In questi giorni il significato della parola “ patriarcato” è al centro del dibattito nei media, innescando risposte che vanno dallo slogan femminista “lo stupratore non è malato è un figlio sano del patriarcato”, alla foto della Meloni con famiglia al femminile sul Giornale con il titolo “Se è patriarcato questo!”.

Mi sento in dovere di fare alcune specificazioni che spero siano di chiarimento al dibattito “Italia paese patriarcale, si o no?” . Come ha notato Massimo Cacciari in un suo intervento. la famiglia patriarcale è un’istituzione storica che non esiste più.
Con l’accesso delle donne al mondo del lavoro, la rivoluzione contracettiva, l’istruzione femminile, il nuovo diritto di famiglia del 1975 (frutto delle battaglie femministe) si sancisce la fine della famiglia patriarcale con il maschio padre padrone proprietario di moglie e figli.

################

**I tuoi compiti:**
**a)** Rispondi, per favore, a queste domande sul testo sul patriarcato:
(i) Con quale titolo il Giornale ha pubblicato la foto della Meloni?
(ii) Che cos'è la famiglia patriarcale secondo quanto notato da Massimo Cacciari?
(iii) In quale anno è arrivato il nuovo diritto di famiglia?
**b)** Modifica il tratto del testo sul patriarcato che va da "In questi giorni" fino a "non esiste più." e riscrivilo sostituendo "dibattito" con "confronto".

################

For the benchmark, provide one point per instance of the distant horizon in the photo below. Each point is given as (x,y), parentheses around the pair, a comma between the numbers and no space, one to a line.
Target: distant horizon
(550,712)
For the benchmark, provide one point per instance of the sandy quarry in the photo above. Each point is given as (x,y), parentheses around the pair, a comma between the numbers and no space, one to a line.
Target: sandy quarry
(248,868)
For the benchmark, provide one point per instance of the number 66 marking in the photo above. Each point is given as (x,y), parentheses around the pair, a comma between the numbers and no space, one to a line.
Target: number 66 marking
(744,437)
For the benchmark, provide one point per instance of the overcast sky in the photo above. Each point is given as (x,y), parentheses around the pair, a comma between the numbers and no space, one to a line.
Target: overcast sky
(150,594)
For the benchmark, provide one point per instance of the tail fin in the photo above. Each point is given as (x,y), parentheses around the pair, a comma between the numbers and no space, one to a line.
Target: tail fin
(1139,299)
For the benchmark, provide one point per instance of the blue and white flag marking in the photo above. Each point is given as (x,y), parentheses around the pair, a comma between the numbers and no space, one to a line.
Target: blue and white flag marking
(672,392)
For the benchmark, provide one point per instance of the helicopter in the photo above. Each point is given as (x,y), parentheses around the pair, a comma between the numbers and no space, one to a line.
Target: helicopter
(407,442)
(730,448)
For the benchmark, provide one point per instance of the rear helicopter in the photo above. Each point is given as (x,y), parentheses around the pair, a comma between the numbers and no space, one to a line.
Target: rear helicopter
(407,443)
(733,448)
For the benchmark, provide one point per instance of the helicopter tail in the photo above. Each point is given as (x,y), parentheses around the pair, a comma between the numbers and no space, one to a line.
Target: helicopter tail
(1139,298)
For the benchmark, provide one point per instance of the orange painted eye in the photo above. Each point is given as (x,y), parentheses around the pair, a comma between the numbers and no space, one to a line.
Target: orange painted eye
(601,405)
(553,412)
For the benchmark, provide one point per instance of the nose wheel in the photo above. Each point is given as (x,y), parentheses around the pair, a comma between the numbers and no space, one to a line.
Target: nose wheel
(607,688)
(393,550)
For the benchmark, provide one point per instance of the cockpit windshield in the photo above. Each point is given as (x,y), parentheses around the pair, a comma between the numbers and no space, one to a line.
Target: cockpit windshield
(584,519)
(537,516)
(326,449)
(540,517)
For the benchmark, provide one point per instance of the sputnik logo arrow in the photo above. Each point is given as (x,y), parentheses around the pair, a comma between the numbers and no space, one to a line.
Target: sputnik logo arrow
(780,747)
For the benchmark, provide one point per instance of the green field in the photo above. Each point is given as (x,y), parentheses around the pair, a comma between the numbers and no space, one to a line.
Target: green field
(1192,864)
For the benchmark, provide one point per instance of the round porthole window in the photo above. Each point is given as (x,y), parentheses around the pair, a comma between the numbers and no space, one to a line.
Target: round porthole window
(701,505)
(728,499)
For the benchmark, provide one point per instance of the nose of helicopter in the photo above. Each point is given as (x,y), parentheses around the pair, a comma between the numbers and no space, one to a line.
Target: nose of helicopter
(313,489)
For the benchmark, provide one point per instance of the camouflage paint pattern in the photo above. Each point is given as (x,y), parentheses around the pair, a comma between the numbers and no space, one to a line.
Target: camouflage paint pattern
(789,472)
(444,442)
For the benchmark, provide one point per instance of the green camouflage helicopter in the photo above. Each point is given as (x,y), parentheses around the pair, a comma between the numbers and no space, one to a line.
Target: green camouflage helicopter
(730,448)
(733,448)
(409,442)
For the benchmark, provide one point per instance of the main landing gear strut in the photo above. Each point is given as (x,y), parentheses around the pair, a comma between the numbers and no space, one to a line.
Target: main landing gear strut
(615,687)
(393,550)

################

**Risposte ai compiti:**
**a)**
(i) "Se è patriarcato questo!"
(ii) Un'istituzione storica che non esiste più.
(iii) Nel 1975.

**b)**
In questi giorni il significato della parola “ patriarcato” è al centro del confronto nei media, innescando risposte che vanno dallo slogan femminista “lo stupratore non è malato è un figlio sano del patriarcato”, alla foto della Meloni con famiglia al femminile sul Giornale con il titolo “Se è patriarcato questo!”.

Mi sento in dovere di fare alcune specificazioni che spero siano di chiarimento al confronto “Italia paese patriarcale, si o no?” . Come ha notato Massimo Cacciari in un suo intervento. la famiglia patriarcale è un’istituzione storica che non esiste più.